(Dataset entries)

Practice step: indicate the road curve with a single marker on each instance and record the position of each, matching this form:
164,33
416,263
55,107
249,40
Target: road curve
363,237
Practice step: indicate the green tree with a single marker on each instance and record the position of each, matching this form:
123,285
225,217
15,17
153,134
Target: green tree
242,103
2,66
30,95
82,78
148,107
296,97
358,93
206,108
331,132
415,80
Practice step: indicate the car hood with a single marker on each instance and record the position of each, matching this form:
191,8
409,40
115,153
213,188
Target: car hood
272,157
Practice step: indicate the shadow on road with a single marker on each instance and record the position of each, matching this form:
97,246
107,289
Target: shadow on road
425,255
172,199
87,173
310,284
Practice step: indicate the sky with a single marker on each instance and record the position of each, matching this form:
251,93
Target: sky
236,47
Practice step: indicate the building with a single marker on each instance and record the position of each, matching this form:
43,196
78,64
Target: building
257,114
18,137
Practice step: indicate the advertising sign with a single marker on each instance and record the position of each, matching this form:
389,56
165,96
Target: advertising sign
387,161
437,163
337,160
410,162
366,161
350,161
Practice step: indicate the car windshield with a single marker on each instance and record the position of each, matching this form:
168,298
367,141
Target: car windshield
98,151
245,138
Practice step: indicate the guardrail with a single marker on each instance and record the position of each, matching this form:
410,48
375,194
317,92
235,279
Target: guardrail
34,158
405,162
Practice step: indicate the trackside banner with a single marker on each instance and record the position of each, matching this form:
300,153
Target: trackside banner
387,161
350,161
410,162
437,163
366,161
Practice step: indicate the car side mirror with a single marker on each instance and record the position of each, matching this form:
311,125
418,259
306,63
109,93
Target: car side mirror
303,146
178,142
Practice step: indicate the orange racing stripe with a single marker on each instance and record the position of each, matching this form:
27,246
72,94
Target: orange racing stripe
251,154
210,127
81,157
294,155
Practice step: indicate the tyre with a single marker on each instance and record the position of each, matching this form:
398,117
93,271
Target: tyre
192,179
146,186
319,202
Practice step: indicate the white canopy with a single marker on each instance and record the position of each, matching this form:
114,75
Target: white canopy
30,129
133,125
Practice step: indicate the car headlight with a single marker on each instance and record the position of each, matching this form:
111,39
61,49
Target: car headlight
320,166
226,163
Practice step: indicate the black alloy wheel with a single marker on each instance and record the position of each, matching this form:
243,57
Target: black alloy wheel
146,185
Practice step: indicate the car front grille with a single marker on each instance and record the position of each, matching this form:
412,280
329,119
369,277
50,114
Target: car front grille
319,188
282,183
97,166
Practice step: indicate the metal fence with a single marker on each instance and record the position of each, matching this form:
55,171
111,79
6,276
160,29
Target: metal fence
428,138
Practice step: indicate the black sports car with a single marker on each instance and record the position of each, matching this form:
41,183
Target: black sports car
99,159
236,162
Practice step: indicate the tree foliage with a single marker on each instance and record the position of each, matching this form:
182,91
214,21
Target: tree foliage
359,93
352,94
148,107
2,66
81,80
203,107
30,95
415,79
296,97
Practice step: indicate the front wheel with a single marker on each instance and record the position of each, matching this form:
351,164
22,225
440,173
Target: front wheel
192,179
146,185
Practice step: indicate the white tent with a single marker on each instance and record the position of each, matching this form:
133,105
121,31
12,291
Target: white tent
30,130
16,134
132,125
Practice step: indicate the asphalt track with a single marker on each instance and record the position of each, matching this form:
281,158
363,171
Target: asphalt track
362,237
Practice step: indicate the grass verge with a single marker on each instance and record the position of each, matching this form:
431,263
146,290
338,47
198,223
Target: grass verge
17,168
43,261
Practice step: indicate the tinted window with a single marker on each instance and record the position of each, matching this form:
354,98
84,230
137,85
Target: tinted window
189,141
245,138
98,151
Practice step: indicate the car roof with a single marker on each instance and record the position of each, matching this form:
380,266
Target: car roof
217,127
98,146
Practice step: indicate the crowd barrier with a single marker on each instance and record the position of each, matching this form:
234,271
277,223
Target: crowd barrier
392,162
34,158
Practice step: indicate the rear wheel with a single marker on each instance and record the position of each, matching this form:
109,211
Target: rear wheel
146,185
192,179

(End Dataset entries)

__Problem to solve__
The data above is to be given again, with every line exact.

__Response for this exercise__
Practice step: indicate the road curve with a single marker on each instance and record the position of each, matching this form:
164,33
416,263
55,107
249,40
Target: road curve
363,237
Practice step: indicate the green tree with a single marker on each instance and record the position of each, matching this form:
123,285
225,217
15,17
153,134
Target: green tree
242,103
2,66
30,95
82,78
148,107
296,97
358,93
206,108
331,132
415,80
Practice step: indicate the car hood with a single marker on each instance and record the position of each, matching this form:
191,8
409,40
115,153
213,188
Target: car hood
272,157
Practice step: indicate the shadow on road with a single marker on each instance and record the position of each, matching this form:
97,246
107,289
Target: shadow on road
425,255
172,199
87,173
310,284
Practice step: indicate the sky with a single marker on each instance and record the position of each, matching this form:
251,93
Target: sky
236,47
Practice step: indicate the building with a single marker on each instance and record the position of each, matching this form:
43,196
78,64
Target: building
257,114
18,137
Practice step: indicate the advertising sign with a single marker on each instance and record the position of each, matching this form:
389,56
165,96
Target: advertising sign
387,161
437,163
337,160
410,162
366,161
350,161
Practice step: indicate the car windshield with a single marker on each instance and record the position of each, matching this form:
168,298
367,141
Target: car windshield
98,151
245,138
Practice step: indicate the guardrail with a single marker on each instance and record the position of each, matching this form:
410,48
375,194
317,92
235,279
Target: guardrail
34,158
405,162
Practice step: indicate the trackside banner with a single marker on each instance and record the position of each, matching this form:
300,153
Target: trackside banner
387,161
350,161
410,162
437,163
366,161
Practice step: indicate the car side mirror with a single marker on each instance and record the position of each, matching this form:
311,125
418,259
306,63
109,93
Target: car side mirror
303,146
178,142
Practice step: indicate the orange racing stripe with a single marker on each instance and record the position of each, matching this form:
27,246
72,94
Target: orange racing stripe
251,154
210,127
81,157
294,155
Practice step: indicate the tyre with a single marker on each instance and record the position of each, matching this form:
398,117
93,271
Target: tyre
192,179
146,186
319,202
Practice step: indicate the white canopy with a single marker on each instance and record the position of each, matching this form:
114,75
Target: white canopy
30,129
133,125
Practice step: indicate the car headlight with a single marker on each instance and record the position of each, matching this form:
111,39
61,49
Target: car headlight
320,166
226,163
Practice step: indicate the black alloy wheel with a single marker on each instance and record the position of each, matching this form:
243,57
Target: black alloy wheel
146,185
Practice step: indicate the car front grille with a single marker on each instance and record the position of each, matching this form:
412,280
329,119
369,277
50,114
Target: car front grille
319,188
282,183
97,166
Practice step: indicate the metal fence with a single marker on each instance and record the position of each, matching this form:
55,171
111,79
6,276
160,29
Target: metal fence
428,138
Practice step: indicate the black sports car with a single marker on each instance and record the position of each, matching this form:
41,183
Target: black sports car
99,159
236,162
Practice step: indicate the tree foliage with a single marker on each instance and record the position of each, matching this form:
182,91
214,21
Target: tree foliage
359,93
352,94
148,107
2,66
81,80
203,107
30,95
415,79
296,97
Practice step: indicate the front wheel with a single marker on each instance and record the position of each, matching this form:
351,164
22,225
440,173
Target: front wheel
192,179
146,185
Practice step: indicate the white tent with a single marker on each instance and record the position of each, matching this form:
133,105
121,31
12,291
Target: white tent
30,130
16,134
132,125
Practice step: indicate the asphalt track with a single marker on each instance and record the position of each, matching this form:
281,158
363,171
Target: asphalt track
362,237
Practice step: indicate the grass verge with a single marker on each instance and record the position of each, matching this form:
431,263
146,290
338,47
198,223
Target: grass verge
17,168
43,261
Practice step: indicate the tinted window with a single marker on each instance and record the position of each, matching this form:
354,98
84,230
137,85
Target: tinted window
189,141
245,138
98,151
Practice step: indicate the car roof with a single marker on each instance and record the position of each, matching this form:
380,266
Target: car roof
217,127
98,146
Practice step: indicate the crowd barrier with a single marker on each instance and record the position of each, matching this form:
234,271
277,223
Target: crowd barrier
392,162
34,158
Practice step: indicate the rear wheel with a single marker on each instance and record the position of each, matching this form:
109,211
Target: rear wheel
146,185
192,179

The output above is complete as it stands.